_WHAT TO WORK ON_
An exact copy of every entry is required, minus the pictures.

_RECORDS SUPPLIED_
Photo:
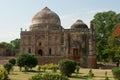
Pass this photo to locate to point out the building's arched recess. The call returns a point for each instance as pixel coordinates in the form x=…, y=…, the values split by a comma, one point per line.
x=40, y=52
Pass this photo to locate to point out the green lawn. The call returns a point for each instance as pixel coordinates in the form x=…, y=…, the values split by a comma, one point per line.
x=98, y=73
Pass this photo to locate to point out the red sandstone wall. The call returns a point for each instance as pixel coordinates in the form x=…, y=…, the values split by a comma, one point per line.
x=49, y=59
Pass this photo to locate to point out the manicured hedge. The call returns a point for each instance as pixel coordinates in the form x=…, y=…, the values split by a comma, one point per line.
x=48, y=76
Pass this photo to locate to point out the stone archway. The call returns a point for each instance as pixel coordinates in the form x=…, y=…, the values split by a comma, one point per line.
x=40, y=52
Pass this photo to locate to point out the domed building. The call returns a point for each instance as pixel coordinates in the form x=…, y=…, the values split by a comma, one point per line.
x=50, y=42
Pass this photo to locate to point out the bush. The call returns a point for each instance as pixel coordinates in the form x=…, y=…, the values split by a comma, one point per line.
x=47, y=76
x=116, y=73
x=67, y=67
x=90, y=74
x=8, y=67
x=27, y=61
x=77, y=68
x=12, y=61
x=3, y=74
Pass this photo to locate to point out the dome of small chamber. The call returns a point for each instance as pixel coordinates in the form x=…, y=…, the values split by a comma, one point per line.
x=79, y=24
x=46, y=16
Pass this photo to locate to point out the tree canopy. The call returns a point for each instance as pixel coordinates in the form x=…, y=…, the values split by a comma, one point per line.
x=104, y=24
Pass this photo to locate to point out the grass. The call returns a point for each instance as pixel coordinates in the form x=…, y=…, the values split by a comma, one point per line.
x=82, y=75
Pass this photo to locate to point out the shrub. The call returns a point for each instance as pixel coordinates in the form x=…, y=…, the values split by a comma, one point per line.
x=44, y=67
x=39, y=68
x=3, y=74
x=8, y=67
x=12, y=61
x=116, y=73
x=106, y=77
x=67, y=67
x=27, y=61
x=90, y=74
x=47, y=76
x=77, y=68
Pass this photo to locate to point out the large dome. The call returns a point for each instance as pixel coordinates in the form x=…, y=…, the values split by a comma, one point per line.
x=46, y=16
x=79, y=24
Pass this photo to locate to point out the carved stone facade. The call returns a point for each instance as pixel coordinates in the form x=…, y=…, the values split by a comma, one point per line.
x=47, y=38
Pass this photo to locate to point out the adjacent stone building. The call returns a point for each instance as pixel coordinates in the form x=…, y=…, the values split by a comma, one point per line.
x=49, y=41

_ANSWER BOX_
Photo:
Pass this photo to locate to point out the building's arched recess. The call returns a point for each instance as pixel coordinates in the form x=…, y=…, the values split by a comma, one point per line.
x=40, y=52
Pass this photo to locate to point out the green lawn. The call returns a point for each instance as pixel coordinates in the form x=…, y=…, the values split by a comma, one point per line.
x=98, y=73
Pass this photo to locate to point out the red sandstone wall. The call returns a point for each instance as pixel coordinates in the form x=…, y=…, the values split by a comma, one point per line.
x=49, y=59
Pass this photo to locate to point out the manicured hedge. The call returns a point for each instance as pixel coordinates in the form x=…, y=…, the values split by a comma, one point per line.
x=48, y=76
Pass this photo to locate to point out the stone archway. The call returns a point for each instance as pixel coordinates in the form x=…, y=…, the values split by a comma, one point per line.
x=40, y=52
Pass this photo to locate to point out the domed building. The call returns a point for each instance as pixel coordinates in the form x=…, y=…, the values split by a comma, one point per line.
x=50, y=42
Pass this photo to locate to point out the bush. The call returns a point for each instance as pixel coordinates in the form x=…, y=…, the values split by a comma, one point per line.
x=47, y=76
x=116, y=73
x=67, y=67
x=90, y=74
x=8, y=67
x=27, y=61
x=77, y=68
x=12, y=61
x=3, y=74
Pass this photo to locate to point out the dome of small chamber. The call returns a point for each instance as pixel coordinates in the form x=…, y=…, the values split by a comma, one point per line.
x=79, y=24
x=46, y=16
Pass this photo to locate to point out the tree canopy. The call returns a point for each instance as pixel coordinates in the form x=…, y=…, the values split by a comma, one point per line.
x=104, y=24
Pass this photo to locate to point out the grass. The call returns a point for each instance as pixel coordinates in the form x=…, y=…, the values split by a comma, one point per line.
x=82, y=75
Pass this photo to locate to point out the shrub. The call returns a point for each instance as pixel coordinates in the form x=…, y=…, the values split by a comma, one point per line.
x=44, y=67
x=39, y=68
x=3, y=74
x=8, y=67
x=12, y=61
x=116, y=73
x=106, y=77
x=67, y=67
x=27, y=61
x=90, y=74
x=47, y=76
x=77, y=68
Pass this photo to locate to point out the large dome. The call returns a point for each instance as pixel coordinates in the form x=…, y=…, the values split by a comma, one point per line.
x=46, y=16
x=79, y=24
Pass this photo to locate to point out the carved stone facade. The call returns a point for each instance as pixel coordinates in the form x=…, y=…, the values split by a comma, one point per line.
x=47, y=38
Pass this photo to locate to point out the adjacent stone building. The call returns a point for each instance as pixel coordinates in the form x=…, y=…, the values split by a comma, one point per line.
x=49, y=41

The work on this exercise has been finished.